*WORK REQUIRED*
Copy each line exactly. Drop every picture.

::::

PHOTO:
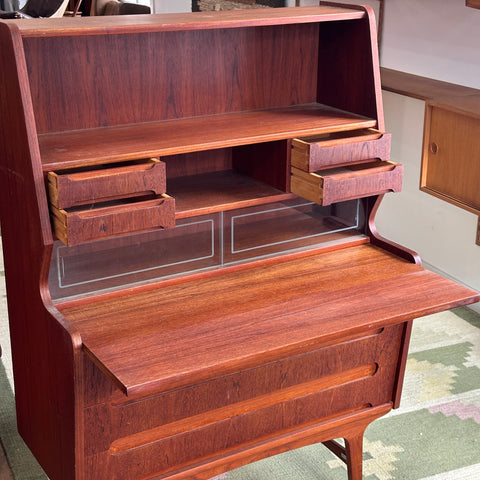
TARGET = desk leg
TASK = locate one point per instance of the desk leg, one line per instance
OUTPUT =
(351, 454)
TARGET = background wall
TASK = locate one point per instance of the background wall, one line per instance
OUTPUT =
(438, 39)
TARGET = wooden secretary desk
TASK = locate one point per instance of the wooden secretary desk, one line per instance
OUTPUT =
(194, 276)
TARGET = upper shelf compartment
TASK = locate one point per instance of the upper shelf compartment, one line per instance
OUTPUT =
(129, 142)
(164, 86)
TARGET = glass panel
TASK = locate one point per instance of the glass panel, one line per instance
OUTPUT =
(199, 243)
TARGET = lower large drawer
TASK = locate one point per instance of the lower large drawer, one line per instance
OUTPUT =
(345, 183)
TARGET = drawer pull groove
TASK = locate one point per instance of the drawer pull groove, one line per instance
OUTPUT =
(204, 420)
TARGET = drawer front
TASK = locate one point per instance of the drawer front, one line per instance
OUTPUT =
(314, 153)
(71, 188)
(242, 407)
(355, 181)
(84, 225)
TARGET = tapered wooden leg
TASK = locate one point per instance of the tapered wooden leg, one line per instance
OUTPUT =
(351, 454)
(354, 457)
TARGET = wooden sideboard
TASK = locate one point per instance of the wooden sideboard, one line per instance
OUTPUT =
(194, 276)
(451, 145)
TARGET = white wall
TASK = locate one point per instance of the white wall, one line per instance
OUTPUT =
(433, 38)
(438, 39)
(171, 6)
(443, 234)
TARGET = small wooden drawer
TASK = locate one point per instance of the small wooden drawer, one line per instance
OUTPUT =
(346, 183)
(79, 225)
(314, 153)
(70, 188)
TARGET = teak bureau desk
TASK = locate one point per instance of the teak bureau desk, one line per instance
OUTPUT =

::::

*ANSWER IN FULL*
PHOTO:
TARGET = desk leg
TASK = locate one point per instance of the desk leg, one line per instance
OUTPUT =
(351, 454)
TARGET = background wall
TASK = locate one point per instance of the background wall, one line per instance
OUTPUT =
(438, 39)
TARGET = wooden secretary desk
TASK = locate one point per instance of the wooden secretary desk, one line per instance
OUTPUT =
(194, 276)
TARGET = upper shelf compartment
TASK = locate one point per instance of the upper shelf compartment, one line per instance
OUTPUT =
(129, 142)
(164, 86)
TARGET = glass panel
TASK = locate one point per instance of the glass panel, one line per instance
OUTPUT =
(199, 243)
TARGET = lower large drawer
TASK = locate one point per instance of the lower large drawer, one line per instance
OUTPUT =
(345, 183)
TARGET = drawer pull groove
TASK = locate one point per instance of the drawer pull groove, one line per instance
OUTPUT =
(204, 420)
TARGET = drawer front
TASK = locate one point per instance of the drawer front, one line per instance
OUTPUT =
(314, 153)
(71, 188)
(242, 407)
(355, 181)
(84, 225)
TARGET = tapered wooden leg
TASK = locate one point per instance of the tapered wooden leg, one line per instance
OUTPUT =
(351, 454)
(354, 457)
TARGET = wooden sideboard
TASK = locate one point per instance of the wooden sideboard, one line per instance
OUTPUT =
(194, 276)
(451, 145)
TARGET = white wall
TASK = locate one point per instance of the white wall, one line per instance
OUTPUT =
(433, 38)
(438, 39)
(171, 6)
(443, 234)
TARGET = small wooden drawer
TASK = locate one point per instance of the small wooden drawer, one line per instance
OUTPUT =
(346, 183)
(79, 225)
(314, 153)
(70, 188)
TARGET = teak bureau desk
TASK = locate one point per instance of the teak bureau desk, one line per instance
OUTPUT =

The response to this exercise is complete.